## TO DO
Please quote the material exactly, every line of it.

## MATERIAL SHOWN
--- start ---

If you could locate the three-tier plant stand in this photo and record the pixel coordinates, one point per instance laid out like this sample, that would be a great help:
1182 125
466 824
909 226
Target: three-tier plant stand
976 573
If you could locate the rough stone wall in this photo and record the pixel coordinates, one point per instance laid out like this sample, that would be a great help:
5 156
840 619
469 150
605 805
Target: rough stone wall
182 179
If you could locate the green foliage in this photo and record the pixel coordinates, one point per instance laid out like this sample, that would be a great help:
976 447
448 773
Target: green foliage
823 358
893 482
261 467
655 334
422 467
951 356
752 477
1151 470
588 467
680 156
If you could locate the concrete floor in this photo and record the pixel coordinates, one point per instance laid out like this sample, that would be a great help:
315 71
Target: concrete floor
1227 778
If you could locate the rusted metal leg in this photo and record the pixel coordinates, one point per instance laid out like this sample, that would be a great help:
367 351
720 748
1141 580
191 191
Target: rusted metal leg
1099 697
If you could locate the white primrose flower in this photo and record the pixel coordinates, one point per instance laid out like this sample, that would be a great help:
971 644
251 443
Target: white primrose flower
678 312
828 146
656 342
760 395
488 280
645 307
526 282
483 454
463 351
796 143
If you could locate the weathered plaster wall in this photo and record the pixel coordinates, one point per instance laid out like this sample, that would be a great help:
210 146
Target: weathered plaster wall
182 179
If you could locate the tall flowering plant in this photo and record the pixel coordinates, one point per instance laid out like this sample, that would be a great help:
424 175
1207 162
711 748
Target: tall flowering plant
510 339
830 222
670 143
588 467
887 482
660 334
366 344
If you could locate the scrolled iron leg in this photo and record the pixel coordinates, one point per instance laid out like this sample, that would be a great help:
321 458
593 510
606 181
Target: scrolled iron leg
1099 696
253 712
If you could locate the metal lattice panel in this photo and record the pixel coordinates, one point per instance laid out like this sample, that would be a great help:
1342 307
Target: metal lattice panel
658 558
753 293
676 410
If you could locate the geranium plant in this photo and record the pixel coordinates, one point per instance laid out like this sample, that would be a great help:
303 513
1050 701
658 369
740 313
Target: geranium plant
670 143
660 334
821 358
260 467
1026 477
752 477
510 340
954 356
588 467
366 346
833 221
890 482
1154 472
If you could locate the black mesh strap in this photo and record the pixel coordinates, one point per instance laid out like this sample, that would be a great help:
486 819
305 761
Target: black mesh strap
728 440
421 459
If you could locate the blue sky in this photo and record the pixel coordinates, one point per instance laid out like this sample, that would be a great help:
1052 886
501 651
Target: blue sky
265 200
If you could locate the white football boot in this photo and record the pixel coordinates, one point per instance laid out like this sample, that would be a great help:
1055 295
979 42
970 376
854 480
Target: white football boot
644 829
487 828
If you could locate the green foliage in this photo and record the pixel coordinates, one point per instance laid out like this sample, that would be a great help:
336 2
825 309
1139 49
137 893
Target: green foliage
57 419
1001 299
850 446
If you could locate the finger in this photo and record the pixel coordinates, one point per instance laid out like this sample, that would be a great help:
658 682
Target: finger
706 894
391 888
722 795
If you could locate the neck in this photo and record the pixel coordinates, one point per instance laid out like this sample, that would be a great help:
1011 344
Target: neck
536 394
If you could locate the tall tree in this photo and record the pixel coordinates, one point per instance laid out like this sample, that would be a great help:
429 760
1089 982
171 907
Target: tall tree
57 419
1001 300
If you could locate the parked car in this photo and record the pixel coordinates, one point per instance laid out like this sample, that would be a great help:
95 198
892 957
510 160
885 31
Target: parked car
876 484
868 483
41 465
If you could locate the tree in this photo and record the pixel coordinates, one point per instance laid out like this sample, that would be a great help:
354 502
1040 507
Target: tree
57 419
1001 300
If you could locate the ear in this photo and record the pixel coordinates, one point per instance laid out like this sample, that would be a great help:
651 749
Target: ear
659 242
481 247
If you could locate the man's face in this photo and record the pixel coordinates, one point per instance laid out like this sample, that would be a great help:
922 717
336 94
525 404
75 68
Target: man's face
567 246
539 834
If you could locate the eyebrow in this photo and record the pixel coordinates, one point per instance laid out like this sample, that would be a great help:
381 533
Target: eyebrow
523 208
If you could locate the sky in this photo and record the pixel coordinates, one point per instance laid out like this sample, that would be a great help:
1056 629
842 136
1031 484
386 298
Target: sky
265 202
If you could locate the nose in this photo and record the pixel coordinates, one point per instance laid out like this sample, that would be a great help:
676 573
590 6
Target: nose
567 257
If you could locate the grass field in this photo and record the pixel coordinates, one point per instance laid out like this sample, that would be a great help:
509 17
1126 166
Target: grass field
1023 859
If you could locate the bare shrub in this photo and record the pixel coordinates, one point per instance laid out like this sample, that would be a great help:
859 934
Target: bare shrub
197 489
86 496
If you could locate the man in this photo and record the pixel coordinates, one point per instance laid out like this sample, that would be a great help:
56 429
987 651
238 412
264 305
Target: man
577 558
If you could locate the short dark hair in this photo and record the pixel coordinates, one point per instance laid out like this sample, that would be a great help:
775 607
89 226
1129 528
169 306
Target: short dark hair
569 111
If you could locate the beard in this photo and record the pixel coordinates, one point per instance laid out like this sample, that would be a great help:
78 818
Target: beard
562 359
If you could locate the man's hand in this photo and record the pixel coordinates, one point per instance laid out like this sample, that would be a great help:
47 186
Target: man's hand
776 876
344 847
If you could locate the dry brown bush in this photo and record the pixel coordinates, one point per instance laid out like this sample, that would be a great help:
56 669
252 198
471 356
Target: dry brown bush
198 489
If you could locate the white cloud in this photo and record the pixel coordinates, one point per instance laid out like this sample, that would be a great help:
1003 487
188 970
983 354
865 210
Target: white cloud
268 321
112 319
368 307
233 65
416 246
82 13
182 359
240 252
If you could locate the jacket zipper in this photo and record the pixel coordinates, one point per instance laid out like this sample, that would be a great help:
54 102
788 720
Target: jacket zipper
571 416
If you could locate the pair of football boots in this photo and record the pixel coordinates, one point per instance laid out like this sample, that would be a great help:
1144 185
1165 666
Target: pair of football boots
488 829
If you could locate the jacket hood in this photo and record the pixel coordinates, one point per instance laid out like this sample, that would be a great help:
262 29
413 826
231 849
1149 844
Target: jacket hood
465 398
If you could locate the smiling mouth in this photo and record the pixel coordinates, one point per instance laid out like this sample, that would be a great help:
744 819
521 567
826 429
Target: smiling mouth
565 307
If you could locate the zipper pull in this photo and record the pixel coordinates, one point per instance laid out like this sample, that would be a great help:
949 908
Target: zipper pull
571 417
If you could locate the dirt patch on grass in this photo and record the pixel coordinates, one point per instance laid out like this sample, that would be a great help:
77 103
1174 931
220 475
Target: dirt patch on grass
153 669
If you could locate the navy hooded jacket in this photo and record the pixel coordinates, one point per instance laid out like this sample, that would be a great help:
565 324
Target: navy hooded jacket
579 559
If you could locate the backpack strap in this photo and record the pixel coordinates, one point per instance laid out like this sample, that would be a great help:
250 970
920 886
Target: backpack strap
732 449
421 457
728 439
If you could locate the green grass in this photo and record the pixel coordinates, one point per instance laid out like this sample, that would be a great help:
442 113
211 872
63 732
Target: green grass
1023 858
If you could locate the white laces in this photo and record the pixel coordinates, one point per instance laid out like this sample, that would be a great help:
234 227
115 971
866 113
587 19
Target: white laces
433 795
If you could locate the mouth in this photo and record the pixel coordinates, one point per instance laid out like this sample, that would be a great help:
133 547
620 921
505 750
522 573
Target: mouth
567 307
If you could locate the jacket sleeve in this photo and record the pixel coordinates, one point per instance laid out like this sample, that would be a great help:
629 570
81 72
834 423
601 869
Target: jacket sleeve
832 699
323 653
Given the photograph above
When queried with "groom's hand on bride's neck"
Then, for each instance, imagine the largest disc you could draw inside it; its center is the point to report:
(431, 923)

--- end ---

## FINAL RESULT
If you could locate the three-tier plant stand in this photo and record the pixel coordinates, one point per instance laid out like this sample, that would be a great help:
1182 125
466 824
909 226
Target: three-tier plant stand
976 573
If you could locate the rough stone wall in this photo and record the pixel coordinates, one point per instance laid out like this sample, that would be a great help:
5 156
840 619
469 150
605 805
Target: rough stone wall
182 179
If you could locate the green foliage in this photo and record the pixel coordinates, one point per instance laid out like this sample, that would be a great help:
976 447
448 773
Target: green foliage
823 358
893 482
261 467
655 334
422 467
951 356
752 477
1151 470
588 467
680 156
If you could locate the concrete floor in this photo and record the pixel coordinates, one point per instance laid out like this sample, that would be a great help:
315 71
Target: concrete floor
1227 778
If you could locate the rusted metal leg in this photo and record the pixel coordinates, one point per instance laid out like this sample, that would be a great help:
367 351
720 748
1141 580
191 191
Target: rusted metal leg
1099 697
If you could locate the white primrose flower in this photo and record the pixel coordinates, one point per instance laid out like this sample, that would be a great help:
971 644
251 443
Target: white primrose flower
678 312
828 146
656 342
760 395
488 280
645 307
526 282
483 454
463 351
796 143
If you could locate the weathered plaster wall in this photo and record the pixel coordinates, one point per instance laid out like this sample, that would be a great help:
210 146
Target: weathered plaster wall
182 179
If you could locate the tall flowering plant in this photo and record the pixel coordinates, one point per instance laid out like this sample, that would be a great help:
424 175
1207 162
711 748
Target: tall flowering plant
510 339
830 222
670 143
588 467
887 482
660 334
366 344
If you could locate the scrolled iron leg in this photo and record the pixel coordinates, one point per instance laid out like this sample, that would be a great help:
321 458
593 510
606 181
Target: scrolled iron leg
1099 696
253 712
If you could locate the metal lattice panel in this photo and record the pixel coordinates, one point per instance laid out like this sample, that would be a great help:
1342 307
Target: metal lattice panel
658 558
753 293
676 410
If you could locate the geranium plant in this photo and record the pixel coordinates, one point per instance laid out like this sample, that would be a great help:
303 513
1050 701
658 369
740 313
Target: geranium plant
670 143
660 334
821 358
260 467
1026 477
752 477
510 340
954 356
588 467
366 346
833 221
890 482
1154 472
If you could locate the black mesh strap in this photo and record the pixel coordinates, one point per instance laid out like this sample, that would be a great help:
486 819
305 761
Target: black mesh strap
728 440
421 459
If you could locate the blue sky in this photo and record the pixel coordinates, one point per instance laid out like this sample, that would be a great help:
1052 886
501 651
Target: blue sky
265 200
If you could locate the white football boot in this photo and record the pixel coordinates, one point per instance laid out like this sample, that would be a great help:
1055 295
979 42
970 376
854 480
Target: white football boot
644 829
487 828
If you could locate the green foliage in this photo and record the pixel coordinates, one point per instance laid out like this sample, that would be a great help:
336 2
825 309
1139 49
137 893
Target: green foliage
57 419
1001 299
850 446
If you could locate the finger in this photo and record the pixel coordinates, one point per instance laid out like this sample, that would be a great help:
658 682
Target: finger
706 894
391 888
722 795
If you could locate the neck in this photo and record the pixel coordinates, one point per instance laid out like this sample, that would be a great help:
1011 344
Target: neck
536 394
If you could locate the tall tree in this photo and record the pixel coordinates, one point per instance laid out like this sample, that would be a great help:
429 760
1089 982
171 907
Target: tall tree
57 419
1001 300
If you could locate the parked car in this photo and record the pixel coordinates, one point per instance laid out like this sample, that would be a great help:
95 198
892 957
510 160
885 31
Target: parked car
876 484
868 483
41 465
If you could locate the tree in this photo and record the pixel coordinates, one point per instance laid out like this sample, that would be a great help:
354 502
1040 507
Target: tree
57 419
1001 300
If you could locate the ear in this photo and record the pixel coordinates, one point per instance laid out like this sample, that would be a great help:
651 749
Target: ear
659 242
481 247
If you could locate the man's face in this photo and record the pixel coordinates, one point per instance laid out like this sample, that would be a great help:
922 717
336 94
525 404
75 68
Target: man's face
567 246
539 834
If you could locate the eyebrow in this photo and record the pixel coordinates, one point per instance laid out like this sample, that would be a great help:
381 533
Target: eyebrow
523 208
If you could locate the sky in this photo and record the pixel coordinates, one point per instance laid out like this sample, that would be a great help:
1056 629
842 136
1031 484
386 298
Target: sky
265 202
If you could locate the nose in this photo and record the pixel coordinates, one point per instance laid out like this sample, that would be a great help:
676 573
590 6
Target: nose
567 257
If you could locate the grass field in this photo and record the pixel coordinates, one point per instance laid out like this sample, that would be a great help:
509 17
1126 166
Target: grass field
1023 859
If you could locate the bare shrub in this photo and record the pixel coordinates, one point per instance laid out like this sample, that would be a great help:
859 934
Target: bare shrub
197 489
86 496
If you could locate the man in this photo and record the pixel coordinates, one point per instance laid out like this sample, that would be a great help:
56 429
987 651
238 412
264 305
Target: man
577 558
If you could locate the short dark hair in this photo and record the pixel coordinates, one point per instance laid out like this sample, that would be a great help:
775 607
89 226
1129 528
169 306
Target: short dark hair
569 111
If you could locate the beard in this photo and record the pixel coordinates, one point per instance laid out like this sample, that would be a great help:
78 818
Target: beard
562 359
If you could locate the man's hand in this photo and record the pixel coordinates, one point per instance laid out like this sample, that would be a great help:
47 186
Target: man's hand
776 876
344 847
If you could locate the dry brown bush in this photo and record the pixel coordinates, one point per instance laid out like this sample, that would be a great help:
56 669
252 198
471 356
Target: dry brown bush
198 489
If you could locate the white cloud in this photo and record the pixel coordinates, one point per instance laid out like this sample, that would be a great help:
1003 487
188 970
983 354
865 210
Target: white cloud
268 321
112 319
368 307
233 65
416 246
82 13
182 359
240 252
If you could locate the jacket zipper in this photo and record the pixel coordinates, one point per instance laid out like this sample, that would be a great help:
54 102
788 720
Target: jacket zipper
571 416
If you could locate the pair of football boots in this photo and record the pixel coordinates, one point per instance laid out like this sample, that would be a great help:
1144 185
1165 666
Target: pair of football boots
488 829
If you could locate the jacket hood in this photo and record the pixel coordinates, one point per instance laid out like this sample, that would be a great help:
262 29
413 826
231 849
1149 844
Target: jacket hood
465 398
If you could locate the smiling mouth in this photo and record the pixel coordinates, one point per instance laid out like this sample, that would be a great help:
744 819
521 567
826 429
Target: smiling mouth
565 307
If you could locate the zipper pull in this photo and record the pixel coordinates, one point per instance laid out like this sample, that would be a great help:
949 908
Target: zipper pull
571 417
If you could locate the dirt patch on grass in this photo and record the pixel coordinates, one point per instance laid out like this sample, that would be a great help:
77 103
1174 931
220 475
Target: dirt patch on grass
153 669
If you could locate the navy hooded jacket in this photo and record the pixel coordinates, one point per instance laid out like this sample, that would be a great help:
565 324
Target: navy hooded jacket
579 559
If you could locate the backpack strap in this photo and record the pixel coordinates, one point per instance laid out like this sample, that would be a great help:
250 970
920 886
Target: backpack strap
732 449
421 457
728 439
If you could locate the green grass in this photo and record the pixel coordinates, one point per instance laid out like this sample, that would be a great help:
442 113
211 872
63 732
Target: green grass
1023 858
If you could locate the white laces in this photo and record the pixel coordinates, one point per instance laid out like this sample, that would be a great help:
234 227
115 971
866 113
587 19
Target: white laces
433 795
If you could locate the mouth in this photo and record the pixel coordinates, one point per instance laid out like this sample, that would be a great help:
133 547
620 921
505 750
522 573
Target: mouth
567 307
If you could locate the jacket sleeve in this photo and record the pixel coordinates, one point per instance laid out like this sample, that would be a great help:
629 570
81 72
834 423
601 869
Target: jacket sleeve
832 699
323 653
Given the photograph above
When queried with "groom's hand on bride's neck"
Then, for each instance, imagine the largest disc you could draw inside it; its center is the point to report:
(431, 923)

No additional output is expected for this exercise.